### SOURCE EXCERPT
-------------------------

That’s when LAFC, Major League Soccer’s new kids on the block, announced that veteran manager Bob Bradley would become the team’s first head coach. The club, which had promised a major announcement a day earlier, revealed the news in a video posted to Twitter featuring the 59-year-old, donned in a black and gold LAFC cap and track jacket, slowly lifting his head to face the camera.

The actual moment the rivalry started might be traced to an hour or so before Bradley made his debut. That’s when the long-established Galaxy announced that two-time MLS Coach of the Year Sigi Schmid would become its new manager. Schmid has won the MLS Cup twice as a coach, and he has won more games than any other manager in league history.

It’s not clear whether or not the timing of the announcements was purely coincidental – the Galaxy had been mired in a midseason slump – but fans of both teams definitely took note on social media.

Rivalries can help drive TV ratings and attendance, so if one were to develop between LAFC and the Galaxy, it could do wonders to build up interest.

But LAFC has a long way to go before it can be taken as a threat to the Galaxy – at least on the field, or pitch.

The Galaxy, one of the league’s original 10 teams, has won the MLS Cup five times, more than any other franchise. And its history of signing star players such as Landon Donovan, David Beckham and Steven Gerrard has given the club a presence on the world stage.

LAFC Executive Chairman Peter Guber (see Q&A on page 16) was not eager for his club to appear too big for its britches.

“We have a ways to go before we have a real rivalry on the pitch,” said Guber. “It’s a little premature.”

Galaxy President Chris Klein also downplayed the notion of a rivalry in a June interview with soccer magazine FourFourTwo:

“True rivalries are built with what happens on the field and playing in big games where there’s something meaningful on the line,” Klein said.

But meaning, of course, is subjective. Major intracity soccer rivalries such as Real Madrid and Atlético Madrid, or AC Milan and Inter Milan, are big-time affairs no matter the records of each team.

Contests between UCLA and USC can also claim a similar level of intensity.

MLS can only hope the same can one day be said of the Galaxy and LAFC.

-------------------------

### DATA ROWS

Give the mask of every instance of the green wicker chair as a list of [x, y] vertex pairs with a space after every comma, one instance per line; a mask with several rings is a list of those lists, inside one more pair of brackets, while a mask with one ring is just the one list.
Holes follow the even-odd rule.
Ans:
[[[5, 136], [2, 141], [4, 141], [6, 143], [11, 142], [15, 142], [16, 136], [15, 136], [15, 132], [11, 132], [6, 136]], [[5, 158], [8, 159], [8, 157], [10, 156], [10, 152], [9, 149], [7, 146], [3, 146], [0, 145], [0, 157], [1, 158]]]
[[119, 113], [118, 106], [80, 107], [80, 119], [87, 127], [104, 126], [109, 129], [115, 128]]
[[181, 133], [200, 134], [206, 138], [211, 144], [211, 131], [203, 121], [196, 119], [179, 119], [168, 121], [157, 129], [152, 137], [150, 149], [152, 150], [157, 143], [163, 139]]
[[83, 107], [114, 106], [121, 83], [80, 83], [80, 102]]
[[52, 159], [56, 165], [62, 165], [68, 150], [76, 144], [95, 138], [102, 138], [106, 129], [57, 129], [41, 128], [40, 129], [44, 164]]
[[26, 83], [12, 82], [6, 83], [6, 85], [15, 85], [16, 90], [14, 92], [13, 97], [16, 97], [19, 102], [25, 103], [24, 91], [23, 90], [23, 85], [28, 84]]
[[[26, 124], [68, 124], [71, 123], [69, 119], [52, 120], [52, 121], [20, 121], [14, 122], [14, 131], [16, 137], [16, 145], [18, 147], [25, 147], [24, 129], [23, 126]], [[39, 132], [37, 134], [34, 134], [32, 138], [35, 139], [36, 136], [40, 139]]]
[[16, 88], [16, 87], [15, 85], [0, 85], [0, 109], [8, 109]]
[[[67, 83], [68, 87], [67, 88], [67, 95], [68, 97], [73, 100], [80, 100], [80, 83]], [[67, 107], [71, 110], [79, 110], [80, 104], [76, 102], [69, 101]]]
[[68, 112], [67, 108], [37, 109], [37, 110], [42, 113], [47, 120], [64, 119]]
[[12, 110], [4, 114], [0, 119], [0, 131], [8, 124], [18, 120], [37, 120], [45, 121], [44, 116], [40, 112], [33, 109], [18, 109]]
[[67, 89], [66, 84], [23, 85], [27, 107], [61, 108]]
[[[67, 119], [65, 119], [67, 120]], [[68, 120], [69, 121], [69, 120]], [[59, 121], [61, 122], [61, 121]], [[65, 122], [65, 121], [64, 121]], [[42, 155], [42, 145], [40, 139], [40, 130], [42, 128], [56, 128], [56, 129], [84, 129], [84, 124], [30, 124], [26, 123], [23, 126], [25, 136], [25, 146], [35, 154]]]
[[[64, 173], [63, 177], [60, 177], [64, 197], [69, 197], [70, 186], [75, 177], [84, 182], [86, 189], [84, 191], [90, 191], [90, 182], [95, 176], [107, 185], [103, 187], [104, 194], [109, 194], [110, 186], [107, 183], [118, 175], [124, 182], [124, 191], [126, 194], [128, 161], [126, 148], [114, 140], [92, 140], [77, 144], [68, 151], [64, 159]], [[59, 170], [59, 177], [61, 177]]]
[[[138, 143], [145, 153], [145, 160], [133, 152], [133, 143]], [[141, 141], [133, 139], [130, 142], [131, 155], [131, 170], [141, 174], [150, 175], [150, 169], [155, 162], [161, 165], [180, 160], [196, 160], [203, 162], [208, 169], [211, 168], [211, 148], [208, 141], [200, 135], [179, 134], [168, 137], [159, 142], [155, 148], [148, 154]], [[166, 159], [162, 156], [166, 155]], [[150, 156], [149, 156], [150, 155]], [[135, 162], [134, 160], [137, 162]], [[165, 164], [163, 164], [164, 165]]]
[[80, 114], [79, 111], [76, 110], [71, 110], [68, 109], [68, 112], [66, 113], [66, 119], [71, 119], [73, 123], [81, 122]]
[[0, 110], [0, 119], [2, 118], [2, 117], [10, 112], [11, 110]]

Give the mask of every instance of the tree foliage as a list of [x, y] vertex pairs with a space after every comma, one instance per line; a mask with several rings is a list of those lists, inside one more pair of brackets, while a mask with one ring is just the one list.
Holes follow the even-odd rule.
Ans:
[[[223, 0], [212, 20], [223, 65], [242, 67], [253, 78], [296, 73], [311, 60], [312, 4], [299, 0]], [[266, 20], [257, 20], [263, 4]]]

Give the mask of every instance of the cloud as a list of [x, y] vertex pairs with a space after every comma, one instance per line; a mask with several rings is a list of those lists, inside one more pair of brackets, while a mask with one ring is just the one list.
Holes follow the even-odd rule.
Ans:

-------------------------

### REQUESTS
1/ From the rivalry article, copy word for word the passage starting at "Galaxy President Chris" and ending at "level of intensity.".
2/ Name every person mentioned by name in the rivalry article.
3/ Answer these questions using the rivalry article:
(a) How old was Bob Bradley when LAFC named him head coach?
(b) How many times has the Galaxy won the MLS Cup?
(c) Which soccer magazine interviewed Chris Klein in June?

### RESULTS OF THE TASKS
1/
Galaxy President Chris Klein also downplayed the notion of a rivalry in a June interview with soccer magazine FourFourTwo:

“True rivalries are built with what happens on the field and playing in big games where there’s something meaningful on the line,” Klein said.

But meaning, of course, is subjective. Major intracity soccer rivalries such as Real Madrid and Atlético Madrid, or AC Milan and Inter Milan, are big-time affairs no matter the records of each team.

Contests between UCLA and USC can also claim a similar level of intensity.

2/
Bob Bradley
Sigi Schmid
Landon Donovan
David Beckham
Steven Gerrard
Peter Guber
Chris Klein

3/
(a) 59
(b) Five times
(c) FourFourTwo